→ **GIVEN EXERCISE A**:
In the piece on Moscow's Occupy Abai camp:
(i) In what year was the statue of Abai unveiled?
(ii) What does the name Abai mean in Kazakh?
(iii) About how many people did the literary figures lead on the May 13 march?

>> begin DOCUMENT SECTION

I’ve been spending a lot of time recently at Moscow’s week-old opposition camp, the gathering of anti-Putin activists that sprang up overnight in the center of the capital, under the gaze of a 19th century Kazakh poet philosopher named Abai Kunanbayev (born Qunanbaiuli).

Or, rather, a statue of the poet-philosopher unveiled – ironically enough - by President Vladimir Putin and Kazakh President Nursultan Nazarbayev in 2006 in a leafy square near the Kazakh Embassy.

But anyone looking for symbolism in the location of Russia’s first Occupy camp will be disappointed. The site is entirely coincidental, protesters settling here after three days of leading police on a chase across Moscow in the wake of Putin’s inauguration for a third presidential term on May 7.

Kazakhs were up in arms after opposition figurehead Alexei Navalny instructed his followers to join him at a statue of “some unknown Kazakh” during the protests, and the anti-corruption activist later apologized on Twitter. “Abai really was a cool guy,” he said, supplying a link to Kunanbayev’s Wikipedia page.

Abai Kunanbayev has united us," said protest leader Ilya Yashin. "He is a freedom-loving poet."

Abai, whose name means “careful” in Kazakh, was born into a family of rich herders in 1845 and owed his education to Russians exiled by the tsar for their defense of a pro-democracy activist sentenced to death.

As well as works of poetry and philosophy, he also translated a host of Russian and European authors into Kazakh, including Russia’s own national poet, Alexander Pushkin, and Lord Byron.

And activists have been spending their time at the camp reading Kunanbayev’s works, vying with each other to find lines they consider the most appropriate to their situation. Couplets like, for example, “Good flows away quickly, but evil is at all times eternal.”

The #OccupyAbai Twitter tag has become one of the most popular in the Russian internet since the camp was set up, and leaflets and stickers bearing the Kazakh poet’s enigmatic features have been stuck up all over the camp in recent days.

Last week, on my first visit to the camp, a bewildered Kazakh woman wandered up to activists and asked, “What are you all doing here, next to our poet’s statue?”

Kunanbayev’s canon of work holds a place of honor in his native Kazakhstan, with streets, universities and even a city named after him. And here he was, surrounded by a bunch of scruffy protesters. The Kazakh woman looked offended on behalf of her national poet.

A middle-aged activist tried her best to explain what was going on.

“He’s become, well, the unofficial symbol of our anti-Putin movement,” she said, blushing ever so slightly.

“Do you even know anything about him?” asked the Kazakh woman. “What’s he got to do with your movement?”

“Nothing, although we all kind of like him now,” the activist said. A brief political debate later, the Kazakh woman strode off, shaking her head.

The writer theme continued at the camp on May 13, when around a dozen leading Russian literary figures led some 10,000 people on a thinly disguised protest march to Occupy Abai.

>> end DOCUMENT SECTION
>> begin PROVIDED DATA

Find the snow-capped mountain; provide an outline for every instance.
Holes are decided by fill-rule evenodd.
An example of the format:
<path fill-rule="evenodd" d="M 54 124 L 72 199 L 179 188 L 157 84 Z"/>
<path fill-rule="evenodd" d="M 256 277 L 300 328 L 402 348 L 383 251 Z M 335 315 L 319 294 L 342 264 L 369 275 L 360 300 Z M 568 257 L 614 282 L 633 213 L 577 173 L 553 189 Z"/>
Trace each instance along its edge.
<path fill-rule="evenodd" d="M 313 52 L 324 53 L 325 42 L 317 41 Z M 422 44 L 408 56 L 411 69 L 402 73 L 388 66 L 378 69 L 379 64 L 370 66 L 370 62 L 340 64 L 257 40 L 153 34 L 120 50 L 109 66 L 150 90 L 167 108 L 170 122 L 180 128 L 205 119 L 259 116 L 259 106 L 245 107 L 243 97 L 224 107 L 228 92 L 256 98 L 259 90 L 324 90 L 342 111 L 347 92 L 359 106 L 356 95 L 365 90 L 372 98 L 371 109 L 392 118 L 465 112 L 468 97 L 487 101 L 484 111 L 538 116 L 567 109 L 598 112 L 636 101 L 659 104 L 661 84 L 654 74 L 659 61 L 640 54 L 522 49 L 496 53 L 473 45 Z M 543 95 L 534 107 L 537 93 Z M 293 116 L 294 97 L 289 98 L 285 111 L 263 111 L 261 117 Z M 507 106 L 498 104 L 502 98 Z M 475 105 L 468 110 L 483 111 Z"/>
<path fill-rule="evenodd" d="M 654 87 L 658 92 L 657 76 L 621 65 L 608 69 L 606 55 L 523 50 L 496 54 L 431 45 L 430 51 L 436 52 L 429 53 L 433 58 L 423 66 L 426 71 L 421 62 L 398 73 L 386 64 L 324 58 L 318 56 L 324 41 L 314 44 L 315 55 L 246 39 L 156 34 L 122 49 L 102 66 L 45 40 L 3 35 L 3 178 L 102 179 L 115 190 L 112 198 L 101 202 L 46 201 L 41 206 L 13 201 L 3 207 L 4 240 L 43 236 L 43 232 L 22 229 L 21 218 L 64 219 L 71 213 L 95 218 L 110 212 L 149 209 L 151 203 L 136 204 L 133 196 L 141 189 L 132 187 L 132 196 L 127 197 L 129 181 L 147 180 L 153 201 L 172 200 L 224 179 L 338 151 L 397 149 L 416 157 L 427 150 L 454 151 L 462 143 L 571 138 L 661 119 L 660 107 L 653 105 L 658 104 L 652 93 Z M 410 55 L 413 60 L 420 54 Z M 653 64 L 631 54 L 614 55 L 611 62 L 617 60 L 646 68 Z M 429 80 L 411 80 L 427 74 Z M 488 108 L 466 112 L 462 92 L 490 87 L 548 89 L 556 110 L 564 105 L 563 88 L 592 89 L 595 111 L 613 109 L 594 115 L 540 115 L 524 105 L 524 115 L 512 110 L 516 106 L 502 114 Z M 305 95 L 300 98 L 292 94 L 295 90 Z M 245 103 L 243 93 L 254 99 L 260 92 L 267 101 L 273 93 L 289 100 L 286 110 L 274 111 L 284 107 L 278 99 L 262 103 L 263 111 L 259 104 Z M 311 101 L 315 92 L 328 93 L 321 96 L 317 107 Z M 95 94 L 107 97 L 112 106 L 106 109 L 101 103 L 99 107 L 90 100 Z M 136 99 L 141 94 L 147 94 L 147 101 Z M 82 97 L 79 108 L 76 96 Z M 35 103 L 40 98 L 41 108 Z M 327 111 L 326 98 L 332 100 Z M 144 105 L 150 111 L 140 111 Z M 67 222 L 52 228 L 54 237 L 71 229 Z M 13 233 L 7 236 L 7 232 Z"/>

>> end PROVIDED DATA

→ **GIVEN EXERCISE B**: Can you lay out the part of the listing that opens with its first line and closes with the line containing "54 124 L 72" as a JSON list of strings, one string per line, with blank lines left out?

→ **OUTPUT A**:
(i) 2006
(ii) "Careful"
(iii) Some 10,000

→ **OUTPUT B**:
[
  "Find the snow-capped mountain; provide an outline for every instance.",
  "Holes are decided by fill-rule evenodd.",
  "An example of the format:",
  "<path fill-rule=\"evenodd\" d=\"M 54 124 L 72 199 L 179 188 L 157 84 Z\"/>"
]